◆ Prompt:
Retype each of the entries below word for word, keeping their order and punctuation unchanged.

*** Input records ***

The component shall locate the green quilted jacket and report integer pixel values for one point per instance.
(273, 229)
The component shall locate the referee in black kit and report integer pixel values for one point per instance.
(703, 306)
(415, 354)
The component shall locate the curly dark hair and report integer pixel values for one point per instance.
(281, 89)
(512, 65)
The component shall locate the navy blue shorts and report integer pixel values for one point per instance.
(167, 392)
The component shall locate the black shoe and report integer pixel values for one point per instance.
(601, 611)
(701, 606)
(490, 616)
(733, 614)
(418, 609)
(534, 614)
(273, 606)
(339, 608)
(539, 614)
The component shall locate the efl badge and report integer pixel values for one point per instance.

***

◆ Task output:
The component shall locate the green quilted jacket and report integer pixel values for one point per instance.
(273, 229)
The component shall locate the referee in black kit and report integer pixel values for one point per instance.
(703, 306)
(415, 354)
The component shall locate the curly dark hair and report integer pixel values for one point per instance.
(281, 89)
(512, 65)
The component shall locate the navy blue shorts and report integer pixel values for one point per instance.
(167, 392)
The component shall locate the black shoe and report integer pixel values for one point per instance.
(601, 611)
(701, 606)
(490, 616)
(733, 614)
(418, 609)
(534, 614)
(273, 606)
(339, 608)
(539, 614)
The component shall locate the efl badge and report integer pixel values for one point per instance.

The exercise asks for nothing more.